* Text section
=== Begin Enclosure ===
Berlin residential is, for the first time in a decade, priced on operating income rather than transactional momentum. The recalibration has pushed mid-sized developers off the table and opened space for capital that can underwrite 36-month stabilisations without refinancing anxiety. The scheme below is built for exactly that window.
The opportunity
A 4,700 sqm mixed-use scheme pairing residential units with a ground-floor medical-office block (two GP practices and an imaging centre, each on ten-year leases signed at commitment). Currently in advanced planning; permits expected Q3 2026. M24 is funding the ready-to-build gap and staying in through realisation.
Sponsor & counterparty
Local Berlin developer with a twelve-project track record in the Mitte and Friedrichshain ring. Sponsor has executed two prior schemes with M24-adjacent co-investors; a clean operational record and no unresolved litigation. Sponsor equity is 15% of total capital cost; our stake sits alongside and above senior debt.
=== End Enclosure ===
* Extracted records
=== Begin Enclosure ===
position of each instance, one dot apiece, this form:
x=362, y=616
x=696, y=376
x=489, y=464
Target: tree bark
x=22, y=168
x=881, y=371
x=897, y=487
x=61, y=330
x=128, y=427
=== End Enclosure ===
* Exercise requirements
a. In the Berlin scheme text, what share of total capital cost does sponsor equity make up?
b. Reproduce the Berlin scheme text word for word, everything from "The opportunity" down to "in through realisation.".
Use only the Berlin scheme text, not the records.

* Per-task answers
a. 15%

b.
The opportunity
A 4,700 sqm mixed-use scheme pairing residential units with a ground-floor medical-office block (two GP practices and an imaging centre, each on ten-year leases signed at commitment). Currently in advanced planning; permits expected Q3 2026. M24 is funding the ready-to-build gap and staying in through realisation.